[Exercise input Boundary: Start]

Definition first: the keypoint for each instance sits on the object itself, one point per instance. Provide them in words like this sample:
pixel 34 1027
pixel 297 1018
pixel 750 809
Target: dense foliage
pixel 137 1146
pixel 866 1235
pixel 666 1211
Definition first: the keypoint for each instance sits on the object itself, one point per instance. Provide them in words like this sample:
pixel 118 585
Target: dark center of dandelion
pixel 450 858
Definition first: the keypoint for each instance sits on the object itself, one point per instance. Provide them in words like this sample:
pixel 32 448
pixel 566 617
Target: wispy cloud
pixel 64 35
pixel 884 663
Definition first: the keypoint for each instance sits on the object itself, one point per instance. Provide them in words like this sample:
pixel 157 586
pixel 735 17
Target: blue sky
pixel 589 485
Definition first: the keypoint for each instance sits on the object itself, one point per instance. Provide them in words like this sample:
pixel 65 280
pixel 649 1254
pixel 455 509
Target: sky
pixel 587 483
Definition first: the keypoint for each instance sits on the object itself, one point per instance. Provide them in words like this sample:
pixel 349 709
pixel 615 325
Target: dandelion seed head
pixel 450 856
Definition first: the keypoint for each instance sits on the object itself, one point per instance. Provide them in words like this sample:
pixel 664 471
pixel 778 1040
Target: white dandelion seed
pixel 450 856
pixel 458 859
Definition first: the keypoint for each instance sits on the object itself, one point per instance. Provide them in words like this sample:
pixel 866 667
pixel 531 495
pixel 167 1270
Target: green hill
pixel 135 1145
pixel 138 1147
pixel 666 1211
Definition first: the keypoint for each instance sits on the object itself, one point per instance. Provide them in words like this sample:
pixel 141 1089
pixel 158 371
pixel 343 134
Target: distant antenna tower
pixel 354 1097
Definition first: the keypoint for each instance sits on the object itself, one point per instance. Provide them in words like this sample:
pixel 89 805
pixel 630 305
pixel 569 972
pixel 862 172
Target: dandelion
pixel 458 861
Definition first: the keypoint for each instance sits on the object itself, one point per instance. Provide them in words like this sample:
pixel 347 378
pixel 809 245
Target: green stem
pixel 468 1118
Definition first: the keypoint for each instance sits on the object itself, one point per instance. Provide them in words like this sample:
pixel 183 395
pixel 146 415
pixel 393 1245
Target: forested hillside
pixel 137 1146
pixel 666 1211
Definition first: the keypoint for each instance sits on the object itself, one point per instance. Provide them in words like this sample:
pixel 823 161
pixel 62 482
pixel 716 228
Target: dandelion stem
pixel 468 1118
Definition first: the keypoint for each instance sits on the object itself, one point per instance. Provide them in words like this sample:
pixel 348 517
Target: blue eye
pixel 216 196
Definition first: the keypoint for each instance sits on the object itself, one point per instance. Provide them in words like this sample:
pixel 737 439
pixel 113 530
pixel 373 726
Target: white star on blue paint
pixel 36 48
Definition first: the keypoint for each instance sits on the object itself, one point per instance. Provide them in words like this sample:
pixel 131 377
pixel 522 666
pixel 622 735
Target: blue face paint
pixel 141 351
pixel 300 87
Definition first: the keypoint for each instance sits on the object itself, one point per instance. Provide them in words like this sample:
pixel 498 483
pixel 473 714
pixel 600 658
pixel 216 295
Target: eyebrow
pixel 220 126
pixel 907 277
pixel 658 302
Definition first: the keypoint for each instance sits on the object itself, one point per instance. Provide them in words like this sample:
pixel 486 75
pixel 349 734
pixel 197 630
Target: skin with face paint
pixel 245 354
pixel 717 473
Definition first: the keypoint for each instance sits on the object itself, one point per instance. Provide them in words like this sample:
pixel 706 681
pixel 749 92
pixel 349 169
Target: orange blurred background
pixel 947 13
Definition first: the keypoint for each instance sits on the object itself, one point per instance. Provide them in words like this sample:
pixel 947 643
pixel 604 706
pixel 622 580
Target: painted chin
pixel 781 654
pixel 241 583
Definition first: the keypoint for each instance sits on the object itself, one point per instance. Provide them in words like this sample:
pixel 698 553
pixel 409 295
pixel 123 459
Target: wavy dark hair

[Exercise input Boundary: End]

__Your task__. So that nothing is lost, return the listing exactly and completely.

__Response below__.
Definition first: the keypoint for each instance sits on the object itself, one point per instance. Provide them in words like this sample:
pixel 34 1027
pixel 297 1018
pixel 750 809
Target: dense foliage
pixel 137 1146
pixel 866 1235
pixel 666 1211
Definition first: the keypoint for each instance sits on the object itself, one point per instance. Provide them in words like this sample:
pixel 118 585
Target: dark center of dandelion
pixel 450 858
Definition first: the keypoint for each instance sits on the object itself, one point per instance. Provide them in words like this sample:
pixel 32 448
pixel 566 617
Target: wispy cloud
pixel 64 35
pixel 884 663
Definition first: the keypoint for each instance sits on the object itself, one point per instance. Provide them in words like this sample:
pixel 157 586
pixel 735 17
Target: blue sky
pixel 589 485
Definition first: the keypoint for each instance sits on the object itself, one point per instance. Provide them in words like this sample:
pixel 65 280
pixel 649 1254
pixel 455 509
Target: sky
pixel 587 483
Definition first: the keypoint for each instance sits on the object itself, one point per instance. Provide them in words like this sample:
pixel 349 709
pixel 615 325
Target: dandelion seed head
pixel 450 856
Definition first: the keypoint for each instance sits on the object itself, one point per instance. Provide them in words like this sample:
pixel 664 471
pixel 778 1040
Target: white dandelion seed
pixel 450 856
pixel 458 859
Definition first: the keypoint for each instance sits on the object itself, one point per instance. Provide them in words like this sample:
pixel 866 667
pixel 531 495
pixel 167 1270
Target: green hill
pixel 135 1145
pixel 138 1147
pixel 666 1211
Definition first: the keypoint for each instance sits on the object itself, one point per instance. Provide them in words like this sample:
pixel 141 1089
pixel 158 371
pixel 343 134
Target: distant antenna tower
pixel 354 1097
Definition first: the keypoint for each instance sits on the object itself, one point per instance. Provide them in words like this sample:
pixel 89 805
pixel 630 305
pixel 569 972
pixel 862 172
Target: dandelion
pixel 458 861
Definition first: the keypoint for each instance sits on the object itself, one point per instance. Provide them in words like this sample:
pixel 347 378
pixel 809 245
Target: green stem
pixel 468 1118
Definition first: the keypoint for each instance sits on the object itself, one point per instance. Provide them in words like this sample:
pixel 183 395
pixel 146 415
pixel 393 1245
Target: forested hillside
pixel 137 1146
pixel 666 1211
Definition first: the keypoint for each instance sits on the object itself, one point per instance. Provide them in words like this sample:
pixel 823 161
pixel 62 482
pixel 716 228
Target: dandelion stem
pixel 468 1118
Definition first: the keypoint for each instance sits on the object itself, one point per instance. Provide them in words like this sample:
pixel 348 517
Target: blue eye
pixel 216 196
Definition first: the keypoint for each instance sits on the object itself, one point per instance. Provide them in words like this sample:
pixel 737 439
pixel 113 530
pixel 373 726
Target: white star on blue paint
pixel 36 48
Definition first: the keypoint for each instance sits on the object itself, one point per instance. Provide them in words like this sample:
pixel 131 377
pixel 522 666
pixel 622 735
Target: blue face paint
pixel 141 351
pixel 300 87
Definition first: the keypoint for each instance sits on the object itself, one point per instance. Provide them in words like this sample:
pixel 498 483
pixel 473 714
pixel 600 658
pixel 216 295
Target: eyebrow
pixel 220 126
pixel 907 277
pixel 658 302
Definition first: the keypoint for each instance sits on the object itself, one point per instance. Provide them in words like this sample:
pixel 486 75
pixel 349 734
pixel 197 630
Target: skin with face paint
pixel 245 354
pixel 717 473
Definition first: the keypoint for each instance sits on the object itself, one point per instance. Provide them in words like this sample:
pixel 706 681
pixel 749 92
pixel 349 169
Target: orange blurred background
pixel 947 13
Definition first: the keypoint for each instance sits on the object itself, one point per instance. Provide them in words like this sample:
pixel 947 643
pixel 604 706
pixel 622 580
Target: painted chin
pixel 781 654
pixel 241 583
Definition first: the keypoint for each instance sits on the object itself, one point per instance. Provide them in words like this sample:
pixel 698 553
pixel 409 295
pixel 123 459
Target: wavy dark hair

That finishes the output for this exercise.